First Peter with Andy Murray


I exhort the elders among you

Andrew Murray

Scripture Reading: 1 Peter 5:1-4

So I exhort the elders among you, as a fellow elder and a witness of the sufferings of Christ, as well as a partaker in the glory that is going to be revealed: shepherd the flock of God that is among you, exercising oversight, not under compulsion, but willingly, as God would have you; not for shameful gain, but eagerly; not domineering over those in your charge, but being examples to the flock. And when the chief Shepherd appears, you will receive the unfading crown of glory.

In this letter, Peter has been speaking into the lives of people who have believed upon the Lord Jesus Christ for forgiveness of sin and life everlasting – an utterly unique people on earth.

They are those whose identity is fundamentally that of citizens of glory, heirs of the eternal riches in Christ Jesus, people reborn of God’s own Seed/Spirit, God Almighty Himself being for them and guarding them for a soon to be realized salvation – which means that Christians are by definition pilgrims and sojourners here.

This is not our home. We are still looking forward to our home land, a better country, a city that God has prepared for us in Christ Jesus (Hebrews 11:14-16).

■ **Exercises**:
a) In the devotional on 1 Peter, rewrite the passage starting at "In this letter, Peter" and ending at "Jesus (Hebrews 11:14-16).", putting "wanderers" in place of "pilgrims".
b) Please extend the devotional on 1 Peter past its final sentence.

■ **Records supplied**:
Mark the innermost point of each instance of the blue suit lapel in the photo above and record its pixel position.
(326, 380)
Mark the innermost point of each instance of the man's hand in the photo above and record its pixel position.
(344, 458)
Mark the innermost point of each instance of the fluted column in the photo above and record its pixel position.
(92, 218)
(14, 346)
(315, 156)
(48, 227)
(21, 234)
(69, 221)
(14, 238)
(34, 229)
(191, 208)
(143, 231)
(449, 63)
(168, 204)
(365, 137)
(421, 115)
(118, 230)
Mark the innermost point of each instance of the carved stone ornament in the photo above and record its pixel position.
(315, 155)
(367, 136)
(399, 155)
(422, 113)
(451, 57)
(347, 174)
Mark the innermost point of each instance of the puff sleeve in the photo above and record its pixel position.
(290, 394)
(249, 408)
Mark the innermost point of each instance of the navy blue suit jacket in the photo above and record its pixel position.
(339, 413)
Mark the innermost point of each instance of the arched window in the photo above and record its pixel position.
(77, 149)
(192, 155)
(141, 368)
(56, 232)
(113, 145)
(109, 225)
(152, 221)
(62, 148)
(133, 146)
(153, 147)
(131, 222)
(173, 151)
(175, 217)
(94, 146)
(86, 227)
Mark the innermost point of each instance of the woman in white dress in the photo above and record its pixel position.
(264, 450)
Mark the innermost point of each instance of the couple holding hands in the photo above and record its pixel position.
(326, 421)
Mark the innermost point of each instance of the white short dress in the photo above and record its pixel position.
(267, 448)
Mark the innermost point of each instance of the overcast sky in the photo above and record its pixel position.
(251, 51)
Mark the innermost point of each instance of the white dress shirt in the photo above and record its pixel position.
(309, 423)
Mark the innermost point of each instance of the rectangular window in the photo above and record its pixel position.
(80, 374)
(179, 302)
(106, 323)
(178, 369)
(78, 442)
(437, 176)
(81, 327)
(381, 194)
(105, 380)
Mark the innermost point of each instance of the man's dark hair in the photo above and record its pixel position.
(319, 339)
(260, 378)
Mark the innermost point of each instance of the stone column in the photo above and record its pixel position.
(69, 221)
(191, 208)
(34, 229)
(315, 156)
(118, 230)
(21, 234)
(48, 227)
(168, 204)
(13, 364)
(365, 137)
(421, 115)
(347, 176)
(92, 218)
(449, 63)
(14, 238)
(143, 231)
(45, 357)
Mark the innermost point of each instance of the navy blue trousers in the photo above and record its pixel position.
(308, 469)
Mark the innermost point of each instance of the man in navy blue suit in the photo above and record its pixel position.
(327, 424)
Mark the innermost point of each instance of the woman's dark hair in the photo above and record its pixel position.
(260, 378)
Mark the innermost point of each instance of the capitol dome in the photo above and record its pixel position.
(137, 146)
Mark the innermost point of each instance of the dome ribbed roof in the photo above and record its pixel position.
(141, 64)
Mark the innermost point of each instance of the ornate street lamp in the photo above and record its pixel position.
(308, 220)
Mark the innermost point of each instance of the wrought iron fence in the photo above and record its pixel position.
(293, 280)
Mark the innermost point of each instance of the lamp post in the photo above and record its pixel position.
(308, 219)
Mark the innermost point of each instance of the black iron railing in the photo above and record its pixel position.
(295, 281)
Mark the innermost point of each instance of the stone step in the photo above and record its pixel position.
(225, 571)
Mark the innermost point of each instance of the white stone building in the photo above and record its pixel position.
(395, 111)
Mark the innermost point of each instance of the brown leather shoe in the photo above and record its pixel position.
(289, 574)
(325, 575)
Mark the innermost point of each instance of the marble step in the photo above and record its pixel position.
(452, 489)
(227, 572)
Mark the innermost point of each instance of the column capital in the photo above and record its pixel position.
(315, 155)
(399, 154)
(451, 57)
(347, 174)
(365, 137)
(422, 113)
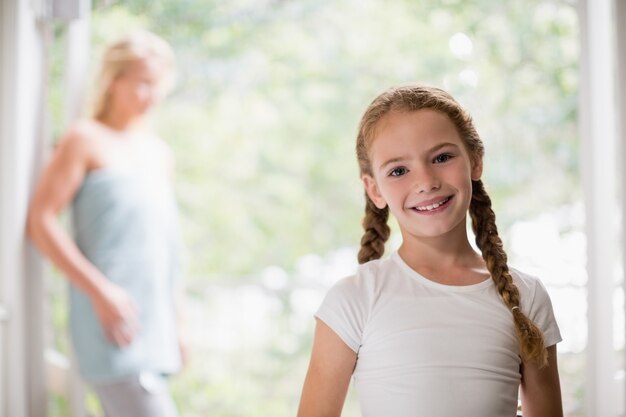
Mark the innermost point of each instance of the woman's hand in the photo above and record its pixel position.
(117, 312)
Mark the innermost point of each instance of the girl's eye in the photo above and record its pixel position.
(444, 157)
(397, 172)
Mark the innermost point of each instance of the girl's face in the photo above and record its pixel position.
(422, 171)
(136, 90)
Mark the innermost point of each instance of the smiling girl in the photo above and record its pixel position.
(436, 329)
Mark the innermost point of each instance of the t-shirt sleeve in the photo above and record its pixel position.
(542, 314)
(344, 310)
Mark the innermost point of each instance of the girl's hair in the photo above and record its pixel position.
(417, 97)
(119, 55)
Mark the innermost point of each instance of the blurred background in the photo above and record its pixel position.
(263, 122)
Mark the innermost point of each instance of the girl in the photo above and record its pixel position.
(436, 329)
(125, 253)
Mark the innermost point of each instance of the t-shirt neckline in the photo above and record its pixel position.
(395, 256)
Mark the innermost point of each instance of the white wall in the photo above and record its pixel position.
(22, 390)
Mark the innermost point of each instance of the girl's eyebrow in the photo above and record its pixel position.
(429, 151)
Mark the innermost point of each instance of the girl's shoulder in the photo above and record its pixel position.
(369, 277)
(531, 287)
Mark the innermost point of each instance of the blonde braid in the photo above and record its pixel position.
(484, 224)
(376, 232)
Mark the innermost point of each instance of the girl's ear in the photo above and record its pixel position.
(477, 169)
(371, 188)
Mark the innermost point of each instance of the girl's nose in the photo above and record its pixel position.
(426, 181)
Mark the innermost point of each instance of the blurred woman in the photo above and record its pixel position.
(124, 255)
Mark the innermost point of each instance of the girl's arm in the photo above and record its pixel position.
(328, 377)
(541, 390)
(57, 186)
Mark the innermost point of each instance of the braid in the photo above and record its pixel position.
(484, 225)
(376, 232)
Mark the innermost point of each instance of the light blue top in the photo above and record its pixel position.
(127, 228)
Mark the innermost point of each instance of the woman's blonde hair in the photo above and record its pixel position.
(417, 97)
(139, 45)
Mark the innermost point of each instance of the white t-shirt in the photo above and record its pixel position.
(430, 350)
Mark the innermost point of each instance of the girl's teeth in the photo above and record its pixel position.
(431, 206)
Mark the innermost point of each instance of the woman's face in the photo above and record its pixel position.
(137, 89)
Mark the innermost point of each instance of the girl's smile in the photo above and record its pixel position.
(431, 206)
(422, 171)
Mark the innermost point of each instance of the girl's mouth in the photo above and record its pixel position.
(432, 207)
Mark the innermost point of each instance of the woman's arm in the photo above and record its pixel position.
(328, 377)
(57, 186)
(541, 389)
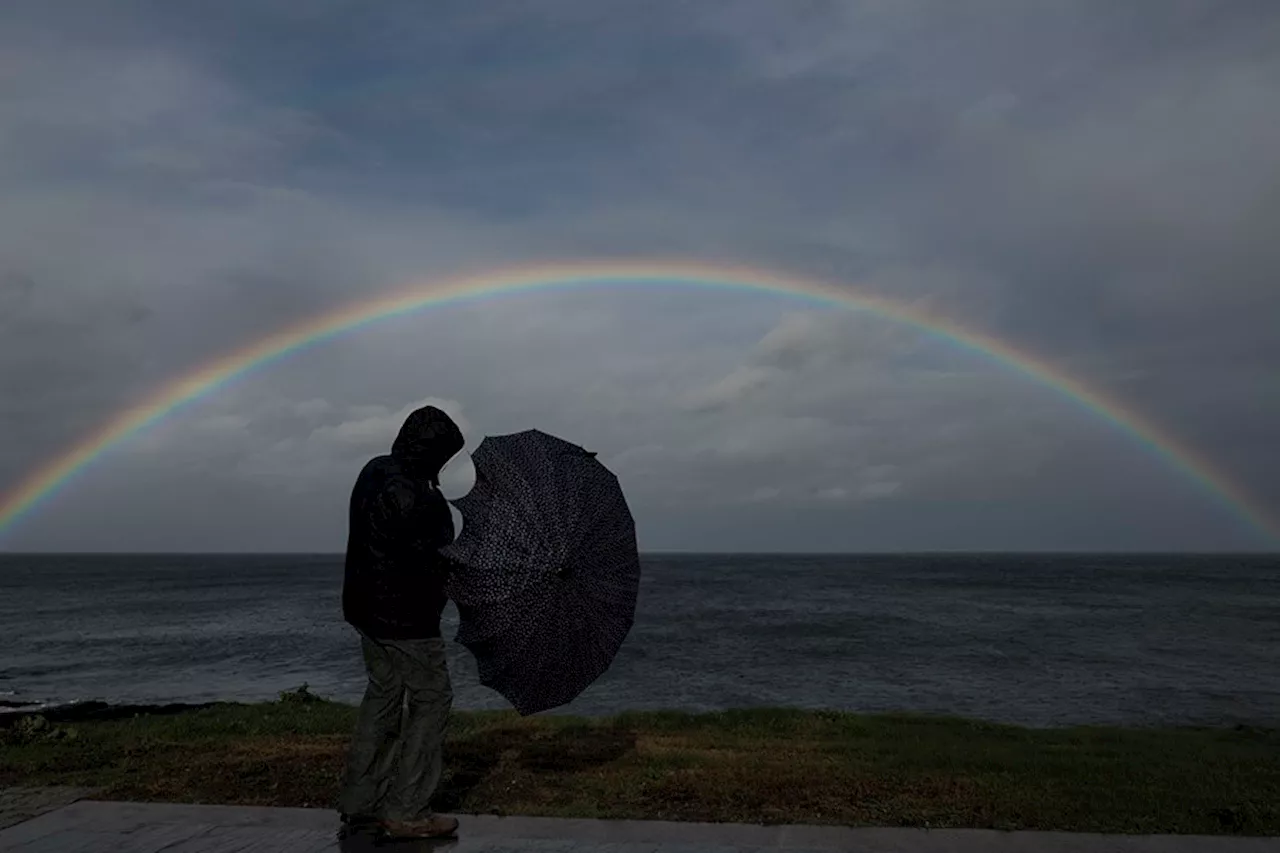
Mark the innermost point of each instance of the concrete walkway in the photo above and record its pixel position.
(142, 828)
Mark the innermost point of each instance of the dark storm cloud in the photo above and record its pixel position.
(1091, 181)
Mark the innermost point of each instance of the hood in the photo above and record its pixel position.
(428, 439)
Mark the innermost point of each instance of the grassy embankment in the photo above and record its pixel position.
(750, 766)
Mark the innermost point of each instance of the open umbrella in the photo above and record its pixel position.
(547, 569)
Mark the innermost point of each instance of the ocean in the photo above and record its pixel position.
(1040, 641)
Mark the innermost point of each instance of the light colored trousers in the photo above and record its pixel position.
(394, 762)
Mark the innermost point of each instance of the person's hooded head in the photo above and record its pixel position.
(428, 439)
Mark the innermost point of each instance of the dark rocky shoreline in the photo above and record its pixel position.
(10, 712)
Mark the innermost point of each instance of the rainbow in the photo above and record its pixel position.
(45, 480)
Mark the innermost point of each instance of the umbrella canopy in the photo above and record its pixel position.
(547, 569)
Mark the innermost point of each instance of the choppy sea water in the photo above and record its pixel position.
(1031, 639)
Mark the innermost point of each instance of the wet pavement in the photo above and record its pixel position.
(150, 828)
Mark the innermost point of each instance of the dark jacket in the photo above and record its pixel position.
(398, 520)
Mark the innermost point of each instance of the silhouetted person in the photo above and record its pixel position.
(393, 596)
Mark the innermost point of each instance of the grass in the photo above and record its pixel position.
(749, 766)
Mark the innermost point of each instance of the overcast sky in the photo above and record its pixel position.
(1097, 182)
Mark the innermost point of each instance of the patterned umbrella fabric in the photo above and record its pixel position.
(547, 569)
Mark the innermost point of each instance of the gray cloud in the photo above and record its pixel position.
(1095, 183)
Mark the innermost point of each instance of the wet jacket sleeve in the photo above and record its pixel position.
(414, 521)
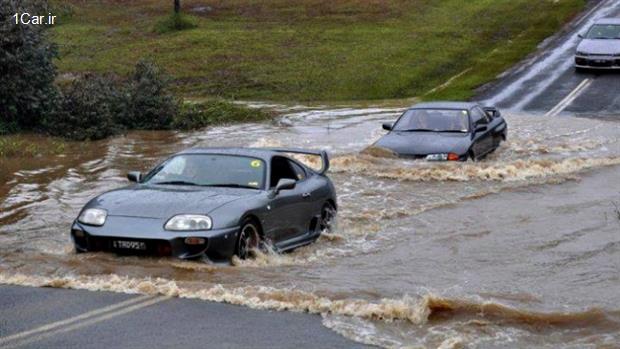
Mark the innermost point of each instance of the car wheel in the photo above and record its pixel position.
(248, 240)
(328, 218)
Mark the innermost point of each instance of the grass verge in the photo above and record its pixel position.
(310, 50)
(195, 115)
(15, 146)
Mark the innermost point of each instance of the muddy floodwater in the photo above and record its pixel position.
(521, 249)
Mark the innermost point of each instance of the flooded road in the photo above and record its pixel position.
(521, 249)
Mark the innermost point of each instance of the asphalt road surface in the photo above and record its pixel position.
(59, 318)
(56, 318)
(547, 82)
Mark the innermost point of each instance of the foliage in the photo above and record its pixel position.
(151, 105)
(27, 72)
(175, 22)
(316, 50)
(200, 115)
(90, 108)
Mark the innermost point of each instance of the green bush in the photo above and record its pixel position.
(199, 115)
(27, 71)
(175, 22)
(89, 108)
(151, 104)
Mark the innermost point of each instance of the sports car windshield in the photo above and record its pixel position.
(604, 31)
(437, 120)
(209, 170)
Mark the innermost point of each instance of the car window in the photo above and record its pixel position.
(300, 173)
(454, 120)
(604, 31)
(210, 170)
(478, 116)
(281, 167)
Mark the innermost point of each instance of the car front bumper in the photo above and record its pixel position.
(597, 62)
(219, 244)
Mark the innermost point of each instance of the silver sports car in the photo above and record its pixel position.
(600, 47)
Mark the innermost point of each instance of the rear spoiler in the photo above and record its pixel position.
(321, 153)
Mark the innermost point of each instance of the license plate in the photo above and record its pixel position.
(129, 245)
(437, 157)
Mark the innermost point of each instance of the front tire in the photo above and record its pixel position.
(248, 240)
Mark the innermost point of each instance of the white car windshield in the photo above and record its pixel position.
(604, 31)
(438, 120)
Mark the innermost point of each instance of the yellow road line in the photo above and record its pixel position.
(78, 321)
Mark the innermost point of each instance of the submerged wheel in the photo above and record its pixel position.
(328, 218)
(248, 240)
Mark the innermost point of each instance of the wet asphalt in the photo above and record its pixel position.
(544, 80)
(61, 318)
(46, 318)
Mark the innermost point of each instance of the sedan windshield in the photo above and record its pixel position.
(604, 31)
(209, 170)
(437, 120)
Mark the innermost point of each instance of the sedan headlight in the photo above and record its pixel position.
(93, 216)
(189, 222)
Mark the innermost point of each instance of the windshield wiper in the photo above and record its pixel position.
(416, 130)
(231, 185)
(176, 183)
(429, 130)
(452, 131)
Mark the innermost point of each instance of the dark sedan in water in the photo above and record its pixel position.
(217, 202)
(445, 131)
(600, 46)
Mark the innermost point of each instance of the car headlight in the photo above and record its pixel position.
(93, 216)
(189, 222)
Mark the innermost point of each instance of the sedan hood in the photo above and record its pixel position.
(424, 143)
(166, 201)
(600, 47)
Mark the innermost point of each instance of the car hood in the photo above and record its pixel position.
(424, 143)
(166, 201)
(601, 47)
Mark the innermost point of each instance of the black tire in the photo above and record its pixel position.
(328, 218)
(248, 240)
(472, 156)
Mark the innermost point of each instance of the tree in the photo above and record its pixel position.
(27, 72)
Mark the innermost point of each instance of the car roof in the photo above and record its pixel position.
(608, 21)
(261, 153)
(444, 105)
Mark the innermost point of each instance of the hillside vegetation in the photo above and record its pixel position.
(309, 50)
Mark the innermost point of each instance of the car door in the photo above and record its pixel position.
(310, 193)
(482, 140)
(287, 207)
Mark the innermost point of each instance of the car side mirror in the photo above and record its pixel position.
(492, 112)
(134, 176)
(285, 184)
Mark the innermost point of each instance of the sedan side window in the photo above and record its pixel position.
(479, 117)
(300, 173)
(281, 168)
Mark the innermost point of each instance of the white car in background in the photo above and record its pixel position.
(600, 47)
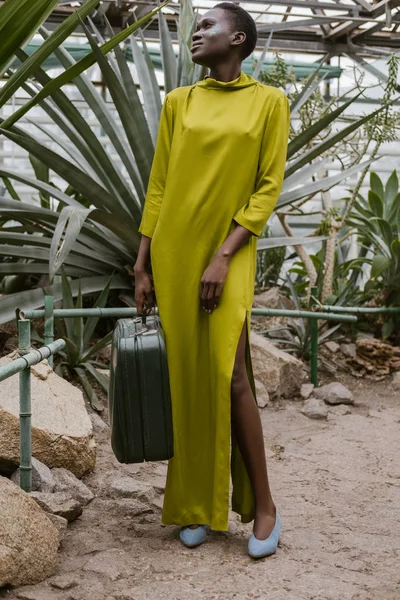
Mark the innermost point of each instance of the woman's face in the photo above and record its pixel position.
(214, 38)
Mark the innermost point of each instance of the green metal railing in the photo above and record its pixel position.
(22, 366)
(49, 314)
(31, 357)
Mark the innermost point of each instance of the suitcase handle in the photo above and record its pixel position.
(144, 315)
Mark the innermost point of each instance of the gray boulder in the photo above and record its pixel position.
(348, 350)
(334, 393)
(62, 433)
(28, 539)
(65, 481)
(306, 390)
(42, 478)
(281, 373)
(127, 487)
(59, 504)
(315, 409)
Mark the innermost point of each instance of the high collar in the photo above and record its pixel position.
(236, 84)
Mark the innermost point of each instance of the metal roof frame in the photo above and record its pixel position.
(362, 28)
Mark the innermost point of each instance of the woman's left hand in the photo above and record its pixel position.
(212, 283)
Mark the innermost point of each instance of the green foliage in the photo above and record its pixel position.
(377, 222)
(78, 356)
(269, 264)
(296, 338)
(90, 228)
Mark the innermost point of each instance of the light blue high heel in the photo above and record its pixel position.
(260, 548)
(193, 537)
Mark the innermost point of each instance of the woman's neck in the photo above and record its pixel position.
(226, 72)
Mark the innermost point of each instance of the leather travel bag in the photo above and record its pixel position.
(139, 394)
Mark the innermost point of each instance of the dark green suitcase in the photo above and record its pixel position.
(139, 393)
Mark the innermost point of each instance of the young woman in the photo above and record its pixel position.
(216, 177)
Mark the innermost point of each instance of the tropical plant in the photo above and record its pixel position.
(269, 263)
(93, 230)
(296, 338)
(79, 358)
(377, 223)
(349, 150)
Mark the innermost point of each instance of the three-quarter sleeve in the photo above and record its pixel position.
(158, 173)
(270, 173)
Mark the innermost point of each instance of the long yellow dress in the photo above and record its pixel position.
(219, 161)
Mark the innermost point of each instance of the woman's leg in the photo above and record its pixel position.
(248, 432)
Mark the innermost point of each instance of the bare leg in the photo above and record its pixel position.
(248, 432)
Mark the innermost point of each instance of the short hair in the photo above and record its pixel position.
(242, 21)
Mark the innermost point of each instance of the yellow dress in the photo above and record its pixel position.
(219, 161)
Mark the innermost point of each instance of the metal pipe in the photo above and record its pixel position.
(127, 312)
(314, 339)
(304, 314)
(32, 358)
(49, 324)
(25, 410)
(359, 310)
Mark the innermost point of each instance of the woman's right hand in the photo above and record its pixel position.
(144, 294)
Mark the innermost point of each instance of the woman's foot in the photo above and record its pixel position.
(264, 523)
(258, 548)
(193, 535)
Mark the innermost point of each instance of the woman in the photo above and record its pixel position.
(216, 177)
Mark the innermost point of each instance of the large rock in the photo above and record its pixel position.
(62, 432)
(315, 409)
(280, 372)
(127, 487)
(42, 478)
(65, 481)
(334, 393)
(28, 539)
(272, 298)
(60, 504)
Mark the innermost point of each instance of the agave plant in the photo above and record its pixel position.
(79, 357)
(94, 229)
(377, 222)
(296, 333)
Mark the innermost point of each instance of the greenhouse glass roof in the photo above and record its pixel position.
(357, 28)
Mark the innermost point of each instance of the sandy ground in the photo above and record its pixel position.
(336, 484)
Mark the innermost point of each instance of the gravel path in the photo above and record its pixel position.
(337, 486)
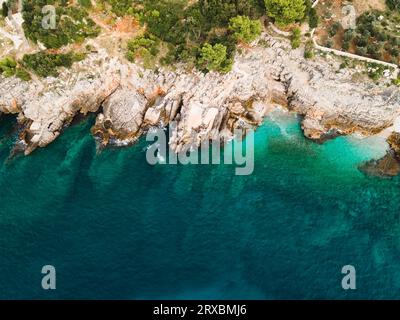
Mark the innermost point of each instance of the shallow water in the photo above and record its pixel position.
(116, 227)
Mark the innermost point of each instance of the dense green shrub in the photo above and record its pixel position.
(73, 23)
(244, 29)
(214, 58)
(285, 12)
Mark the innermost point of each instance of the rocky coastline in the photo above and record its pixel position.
(130, 100)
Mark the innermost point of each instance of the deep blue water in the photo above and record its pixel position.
(116, 227)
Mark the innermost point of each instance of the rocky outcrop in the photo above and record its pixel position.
(202, 105)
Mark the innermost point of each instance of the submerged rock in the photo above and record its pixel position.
(388, 166)
(202, 105)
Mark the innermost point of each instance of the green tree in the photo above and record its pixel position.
(285, 11)
(4, 9)
(214, 58)
(245, 29)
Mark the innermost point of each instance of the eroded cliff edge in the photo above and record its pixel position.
(131, 100)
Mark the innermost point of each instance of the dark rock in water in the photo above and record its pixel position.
(388, 166)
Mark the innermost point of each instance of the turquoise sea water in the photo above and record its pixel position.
(116, 227)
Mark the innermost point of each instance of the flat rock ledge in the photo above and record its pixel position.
(130, 100)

■ **Solved problems**:
a)
In this letter, Peter has been speaking into the lives of people who have believed upon the Lord Jesus Christ for forgiveness of sin and life everlasting – an utterly unique people on earth.

They are those whose identity is fundamentally that of citizens of glory, heirs of the eternal riches in Christ Jesus, people reborn of God’s own Seed/Spirit, God Almighty Himself being for them and guarding them for a soon to be realized salvation – which means that Christians are by definition wanderers and sojourners here.

This is not our home. We are still looking forward to our home land, a better country, a city that God has prepared for us in Christ Jesus (Hebrews 11:14-16).

b)
And because this is who Christians are, we are to live in this world, according to Peter, as children of God, His sons and daughters, His offspring, in holiness and brotherly love. We are the people designed – by virtue of our once having been lost and rebellious and dead in sin, now having been raised to life, shown mercy, and made God’s own people by grace through faith in Jesus Christ – we are a people specially designed to trumpet the excellencies of God who called us. And we do this gospel proclamation with our words, yes, but, as Peter has again and again made clear, we demonstrate the potency of the message with conduct among the Gentiles that is honorable, that is Christ-like.

Peter has been laying out the contours of what our lives as this utterly unique people are to look like. He has told us about relating to governing authorities; He has told us about relating to earthly masters; He has told us about relating to husbands and relating to wives; He has told us about relating to one another. And the consistent theme in all those contexts is that we, with minds sober and ready for action, having set our hope fully upon the grace to be brought to us at the revelation of Jesus Christ, we are to behave like Christ did so that in everything God is glorified through Jesus Christ.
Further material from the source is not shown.